**Problem requirements:** Find every line in the entries that holds the string "teeth" and report it.

**Information supplied:**
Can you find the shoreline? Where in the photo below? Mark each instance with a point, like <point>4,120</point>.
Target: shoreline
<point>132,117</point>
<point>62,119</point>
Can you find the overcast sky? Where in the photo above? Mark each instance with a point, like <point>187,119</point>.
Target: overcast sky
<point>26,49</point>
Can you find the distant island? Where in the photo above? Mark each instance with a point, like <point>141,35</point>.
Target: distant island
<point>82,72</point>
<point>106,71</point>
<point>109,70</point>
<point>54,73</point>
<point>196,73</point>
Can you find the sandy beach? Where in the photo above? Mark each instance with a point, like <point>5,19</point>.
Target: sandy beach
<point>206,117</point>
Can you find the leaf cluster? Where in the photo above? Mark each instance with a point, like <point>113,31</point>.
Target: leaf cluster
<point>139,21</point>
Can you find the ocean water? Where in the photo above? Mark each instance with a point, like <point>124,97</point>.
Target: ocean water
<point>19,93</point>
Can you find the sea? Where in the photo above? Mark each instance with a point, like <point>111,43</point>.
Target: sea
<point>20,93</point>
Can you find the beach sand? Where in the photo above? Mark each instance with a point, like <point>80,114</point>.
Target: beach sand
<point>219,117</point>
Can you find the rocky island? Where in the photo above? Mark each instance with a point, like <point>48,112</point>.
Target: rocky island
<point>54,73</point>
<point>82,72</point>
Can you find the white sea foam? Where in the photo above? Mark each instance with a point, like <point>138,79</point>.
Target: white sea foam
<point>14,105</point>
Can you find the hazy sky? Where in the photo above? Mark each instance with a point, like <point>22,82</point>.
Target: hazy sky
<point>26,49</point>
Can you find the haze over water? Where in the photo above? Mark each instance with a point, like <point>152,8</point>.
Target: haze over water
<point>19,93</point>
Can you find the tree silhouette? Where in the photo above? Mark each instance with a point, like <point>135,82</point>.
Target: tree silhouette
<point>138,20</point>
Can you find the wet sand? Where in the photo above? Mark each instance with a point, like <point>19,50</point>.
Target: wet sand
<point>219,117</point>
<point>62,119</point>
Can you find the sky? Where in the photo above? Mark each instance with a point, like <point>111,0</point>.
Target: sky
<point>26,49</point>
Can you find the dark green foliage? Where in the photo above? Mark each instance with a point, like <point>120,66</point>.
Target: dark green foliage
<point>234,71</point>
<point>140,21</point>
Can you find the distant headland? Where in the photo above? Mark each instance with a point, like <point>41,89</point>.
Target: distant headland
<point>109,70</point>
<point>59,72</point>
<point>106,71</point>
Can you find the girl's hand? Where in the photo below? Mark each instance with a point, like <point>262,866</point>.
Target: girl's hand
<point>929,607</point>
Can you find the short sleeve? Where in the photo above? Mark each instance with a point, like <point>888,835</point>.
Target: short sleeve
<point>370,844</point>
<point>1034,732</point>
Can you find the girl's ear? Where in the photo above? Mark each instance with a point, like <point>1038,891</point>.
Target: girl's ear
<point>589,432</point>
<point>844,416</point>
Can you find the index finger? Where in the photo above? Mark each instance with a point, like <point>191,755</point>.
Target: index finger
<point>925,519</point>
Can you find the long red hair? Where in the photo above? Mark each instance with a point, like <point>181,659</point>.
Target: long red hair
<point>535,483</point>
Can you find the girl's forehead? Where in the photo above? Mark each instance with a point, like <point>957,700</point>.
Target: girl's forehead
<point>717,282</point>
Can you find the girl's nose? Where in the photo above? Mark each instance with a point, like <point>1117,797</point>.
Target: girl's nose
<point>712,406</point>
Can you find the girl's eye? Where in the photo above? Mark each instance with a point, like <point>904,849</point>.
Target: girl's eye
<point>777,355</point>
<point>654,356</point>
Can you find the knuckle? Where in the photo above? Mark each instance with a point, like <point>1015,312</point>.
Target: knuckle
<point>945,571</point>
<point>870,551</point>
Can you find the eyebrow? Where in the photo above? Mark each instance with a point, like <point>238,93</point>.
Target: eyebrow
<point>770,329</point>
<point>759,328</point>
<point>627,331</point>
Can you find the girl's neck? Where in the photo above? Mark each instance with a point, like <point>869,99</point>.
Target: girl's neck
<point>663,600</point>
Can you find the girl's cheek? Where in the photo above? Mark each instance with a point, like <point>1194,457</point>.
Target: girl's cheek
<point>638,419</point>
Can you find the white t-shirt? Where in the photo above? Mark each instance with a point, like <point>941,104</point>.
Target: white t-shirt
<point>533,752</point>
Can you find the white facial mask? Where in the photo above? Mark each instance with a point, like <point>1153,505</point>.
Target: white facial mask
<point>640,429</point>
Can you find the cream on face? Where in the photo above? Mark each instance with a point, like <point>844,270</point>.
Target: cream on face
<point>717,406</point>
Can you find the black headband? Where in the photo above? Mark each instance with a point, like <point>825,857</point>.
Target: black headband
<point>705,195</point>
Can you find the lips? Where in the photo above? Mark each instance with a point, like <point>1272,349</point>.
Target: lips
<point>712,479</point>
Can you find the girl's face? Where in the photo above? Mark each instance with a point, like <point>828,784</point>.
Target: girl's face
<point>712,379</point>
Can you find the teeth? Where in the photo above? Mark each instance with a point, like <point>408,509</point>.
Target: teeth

**The completed task:**
Can you find the teeth? Where in the photo above? Mark each instance with a point, like <point>408,509</point>.
Target: teeth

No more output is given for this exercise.